>>>>>
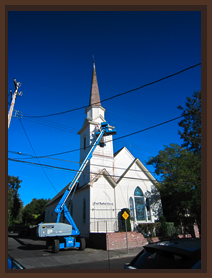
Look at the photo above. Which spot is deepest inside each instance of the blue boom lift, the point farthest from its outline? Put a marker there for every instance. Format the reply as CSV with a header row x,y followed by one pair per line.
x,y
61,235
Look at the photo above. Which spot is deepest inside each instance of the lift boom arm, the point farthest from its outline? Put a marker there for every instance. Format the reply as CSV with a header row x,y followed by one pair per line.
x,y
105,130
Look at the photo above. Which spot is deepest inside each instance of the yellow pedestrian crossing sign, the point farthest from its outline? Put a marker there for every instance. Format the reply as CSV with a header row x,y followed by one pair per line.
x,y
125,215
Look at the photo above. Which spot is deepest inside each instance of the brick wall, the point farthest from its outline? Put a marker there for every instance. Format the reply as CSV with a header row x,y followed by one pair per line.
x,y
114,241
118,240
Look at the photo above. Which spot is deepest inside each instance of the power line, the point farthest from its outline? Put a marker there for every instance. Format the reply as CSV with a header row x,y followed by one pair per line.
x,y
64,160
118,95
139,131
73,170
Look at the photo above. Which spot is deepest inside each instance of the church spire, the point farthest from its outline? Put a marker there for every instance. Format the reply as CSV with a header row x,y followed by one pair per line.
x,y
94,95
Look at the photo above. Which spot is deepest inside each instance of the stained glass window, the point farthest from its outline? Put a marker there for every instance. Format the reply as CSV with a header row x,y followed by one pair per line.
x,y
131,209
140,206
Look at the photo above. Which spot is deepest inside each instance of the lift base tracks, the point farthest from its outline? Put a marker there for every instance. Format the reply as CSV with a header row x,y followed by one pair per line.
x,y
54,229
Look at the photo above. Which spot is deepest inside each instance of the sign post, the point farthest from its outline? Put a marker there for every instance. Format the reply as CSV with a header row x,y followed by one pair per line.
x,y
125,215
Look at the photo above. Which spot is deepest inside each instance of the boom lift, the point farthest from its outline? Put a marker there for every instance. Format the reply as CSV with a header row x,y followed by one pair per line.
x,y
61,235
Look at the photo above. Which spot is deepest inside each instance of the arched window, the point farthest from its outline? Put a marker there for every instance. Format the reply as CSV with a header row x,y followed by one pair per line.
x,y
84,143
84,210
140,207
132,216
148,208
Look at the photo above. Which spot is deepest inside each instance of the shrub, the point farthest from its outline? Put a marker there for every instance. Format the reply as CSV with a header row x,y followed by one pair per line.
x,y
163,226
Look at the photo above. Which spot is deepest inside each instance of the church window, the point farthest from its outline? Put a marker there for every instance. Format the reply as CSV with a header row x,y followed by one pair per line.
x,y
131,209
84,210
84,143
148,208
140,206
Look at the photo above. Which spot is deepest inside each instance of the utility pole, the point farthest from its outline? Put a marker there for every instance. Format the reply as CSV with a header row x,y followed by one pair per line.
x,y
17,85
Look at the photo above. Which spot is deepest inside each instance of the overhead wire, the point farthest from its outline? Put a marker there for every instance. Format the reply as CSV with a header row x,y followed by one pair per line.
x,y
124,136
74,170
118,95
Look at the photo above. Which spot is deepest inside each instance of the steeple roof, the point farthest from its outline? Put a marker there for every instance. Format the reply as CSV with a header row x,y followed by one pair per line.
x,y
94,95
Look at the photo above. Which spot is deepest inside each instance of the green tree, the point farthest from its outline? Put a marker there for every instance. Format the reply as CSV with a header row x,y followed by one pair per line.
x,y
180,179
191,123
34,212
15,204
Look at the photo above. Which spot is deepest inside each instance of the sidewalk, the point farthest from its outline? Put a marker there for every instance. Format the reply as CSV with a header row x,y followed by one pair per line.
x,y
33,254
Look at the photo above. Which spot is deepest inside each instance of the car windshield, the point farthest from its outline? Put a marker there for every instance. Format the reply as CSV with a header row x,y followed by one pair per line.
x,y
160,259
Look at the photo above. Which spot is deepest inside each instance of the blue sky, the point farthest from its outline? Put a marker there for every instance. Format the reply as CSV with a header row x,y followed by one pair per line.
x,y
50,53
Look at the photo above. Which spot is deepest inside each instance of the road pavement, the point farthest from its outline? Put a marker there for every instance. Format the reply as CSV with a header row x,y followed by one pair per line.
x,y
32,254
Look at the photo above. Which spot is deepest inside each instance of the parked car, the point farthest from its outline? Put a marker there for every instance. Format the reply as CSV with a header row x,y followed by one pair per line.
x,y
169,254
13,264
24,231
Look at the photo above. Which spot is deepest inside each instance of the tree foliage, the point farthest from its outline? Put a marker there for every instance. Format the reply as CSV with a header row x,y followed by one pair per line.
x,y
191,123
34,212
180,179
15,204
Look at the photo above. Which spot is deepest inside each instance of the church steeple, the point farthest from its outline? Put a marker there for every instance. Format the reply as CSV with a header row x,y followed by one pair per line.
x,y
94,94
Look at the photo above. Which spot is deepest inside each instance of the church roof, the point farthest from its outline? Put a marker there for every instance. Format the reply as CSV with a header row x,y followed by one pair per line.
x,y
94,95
<<<<<
# [TASK GOAL]
Rewrite every item above with "photo" swapped for "image" wherever it occurs, keeping everything else the same. Leave the pictures out of your answer.

# [FINISHED EXERCISE]
Look at the image above. Which spot is deepest inside each instance of the blue boom lift, the point farthest from its outline? Put a marker there for every instance. Format the reply as CSV with a header row x,y followed by one pair per line.
x,y
61,235
Look at the image above. Which spot is deepest inside each instance of the lift boom arm, the point farthest from its outline? Put a marker there for every instance. Format the reply as CSV with a header row x,y followed by one pair per line.
x,y
105,130
Look at the image above. Which spot is deepest inside each instance of the yellow pedestrian crossing sign, the point farthest from its outline? Put a marker there for every instance. Format the reply as CSV with a header row x,y followed by one pair per line.
x,y
125,215
Look at the image above. Which spot is deepest inside each instance of the brick wall, the point farthest from its outline? Put a marker there for every instance. Format the reply as CSV with a header row x,y followed by one pair per line.
x,y
114,241
118,240
Look at the image above. Which spot is deepest inside each instance of the power line, the point farthest from its outline? Put a marker there for every instance. Format the reply as CSV with a header row x,y followed by one pair per line.
x,y
64,160
118,95
139,131
73,170
Look at the image above. Which spot is deepest inside each instance of the church spire, the point farthest from its outline? Put a marker there for every instance. Format the reply as CSV with a header row x,y followed by one pair per line.
x,y
94,95
Look at the image above. Which spot is deepest inside each instance of the stained glass window, the point farthest from its outline? Put a marker there for every instance. Format the reply as CSV with a header row x,y followed by one pair per line.
x,y
131,209
140,206
Look at the image above. Which spot is deepest inside each instance of the lift base tracks, the point farthest from its outline? Put a marker there for every instance. Format the reply as CSV with a header row x,y followed by one pair per line.
x,y
54,229
Look at the image above. Which spot is deepest inside each instance of the sign post, the point farthest from its outline? Put a marker there for every instance. Format the reply as CSV with a header row x,y followed by one pair per line.
x,y
125,215
Look at the image above. Which spot is deepest inside each instance of the boom lift, the point farthest from its outline? Put a marker there for every instance. Format the reply as CSV with a header row x,y followed by one pair per line.
x,y
61,235
Look at the image above. Which spot is deepest inside each instance of the arched window, the point farthest from its outline? Put a marker there for every instance. Format the reply as CSV with a header row x,y followed by one pair per line.
x,y
84,143
84,210
140,207
132,216
148,208
Look at the image above. Which spot is deepest inside each instance of the shrub, the point farthest from its outline? Put a marker there for every instance. Format the reply as CSV with a header row x,y followed by one pair per line.
x,y
163,226
Look at the image above. Which spot is deepest inside each instance of the church window, the point farthest from its outline? Put a marker there for every instance. Format the reply as CSV with a header row x,y followed by one pair per line.
x,y
131,209
84,210
84,143
148,208
140,206
Look at the image above. Which spot is deepest inside each instance of the utility pole, the point farthest from its outline? Put a marker there for every instance. Format the reply as CSV with a header row x,y followed by one pair per line.
x,y
17,85
Look at the image above. Which spot is deepest inside each instance of the overhead wire, the point farthest from its outline? Put a marker there for every instance. Format the reply as CSV with a header row x,y followed by one pair per line.
x,y
124,136
74,170
118,95
Look at the image above. Which spot is deepest inside each instance of the steeple roof, the point farthest from its outline? Put a marker there for every instance. Format the reply as CSV with a header row x,y followed by one pair per line.
x,y
94,95
Look at the image above. Which spot is deepest inside each instance of the green tree, the point farthest from its outline? Put a marker there for every instance. Format the reply as CSV with a header row x,y followed by one pair per line.
x,y
180,179
191,123
34,212
15,204
Look at the image above. Which spot is deepest inside each instance of the sidewalk, the point farthest from its outline? Put a marker there for every instance. Format the reply as CSV with a header row x,y followed by one pair per line.
x,y
33,254
Look at the image above. Which spot is deepest inside each instance of the car windshield, the point farthest from its outline? Put a marker there for every instance. Format the reply as CSV with a header row x,y followed by one pair per line.
x,y
160,259
Look at the image above. Which spot is deepest inside each instance of the blue sky, the point farthest from its outline? Put a marker there for every instance. Format the reply as CSV with a header row x,y followed by one pair per line.
x,y
50,53
Look at the image above. Which spot is deepest inside each instance of the road pavement, the point farthest from its outline? Put a marker there for every instance. Format the reply as CSV with a header row x,y followed by one pair per line.
x,y
32,254
Look at the image above. Which spot is deepest inside each instance of the parked car, the point farthest from its outline? Put a marker there for every instance. Format the reply as CSV with a header row x,y followed by one pair per line.
x,y
169,254
13,264
24,231
Look at the image above. Which spot is deepest inside each instance of the tree foliage, the point farthest from its outline? Put a marker there for every instance. Format the reply as CSV with a header row x,y followed by one pair per line.
x,y
191,123
34,212
180,179
15,204
Look at the image above. Which spot is deepest inside each instance of the church steeple, the point farthest from its outline? Put a marker there for every instance. Format the reply as CSV with a header row x,y followed by one pair per line.
x,y
94,94
Look at the image above. Which spot is deepest inside each instance of the church roof, the point farthest from its outline? Put a marker there for every instance. Format the reply as CSV with a header row x,y followed by one pair per line.
x,y
94,95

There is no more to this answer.